Return every line of the data below that contains the word "ship", copying each one unchanged.

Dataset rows

*****

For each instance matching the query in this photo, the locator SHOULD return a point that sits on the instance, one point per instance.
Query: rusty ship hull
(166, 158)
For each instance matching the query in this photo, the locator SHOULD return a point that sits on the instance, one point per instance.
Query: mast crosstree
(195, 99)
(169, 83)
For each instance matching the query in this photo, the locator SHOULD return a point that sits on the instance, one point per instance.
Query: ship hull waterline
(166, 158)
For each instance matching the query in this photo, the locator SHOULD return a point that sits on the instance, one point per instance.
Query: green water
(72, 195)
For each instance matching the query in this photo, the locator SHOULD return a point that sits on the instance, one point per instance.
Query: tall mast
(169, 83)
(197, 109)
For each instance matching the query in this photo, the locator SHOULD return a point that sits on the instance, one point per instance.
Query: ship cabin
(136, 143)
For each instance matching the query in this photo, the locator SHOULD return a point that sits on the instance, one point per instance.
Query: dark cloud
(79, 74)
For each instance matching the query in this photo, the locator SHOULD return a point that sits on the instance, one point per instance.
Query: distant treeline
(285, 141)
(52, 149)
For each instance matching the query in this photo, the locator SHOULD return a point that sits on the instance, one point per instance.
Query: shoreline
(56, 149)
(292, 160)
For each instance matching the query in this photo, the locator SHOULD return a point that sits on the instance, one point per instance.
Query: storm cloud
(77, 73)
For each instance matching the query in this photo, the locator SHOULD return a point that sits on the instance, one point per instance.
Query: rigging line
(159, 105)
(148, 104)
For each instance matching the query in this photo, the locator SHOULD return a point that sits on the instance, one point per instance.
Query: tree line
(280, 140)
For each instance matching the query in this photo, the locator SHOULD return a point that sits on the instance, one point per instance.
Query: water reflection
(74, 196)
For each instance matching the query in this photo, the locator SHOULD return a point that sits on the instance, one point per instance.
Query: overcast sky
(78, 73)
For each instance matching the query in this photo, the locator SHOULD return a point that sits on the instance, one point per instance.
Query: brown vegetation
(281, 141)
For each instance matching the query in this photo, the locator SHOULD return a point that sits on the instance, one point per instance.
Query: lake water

*****

◆ **RESPONSE TO THIS TASK**:
Query: rusty ship hull
Query: ship hull waterline
Query: ship cabin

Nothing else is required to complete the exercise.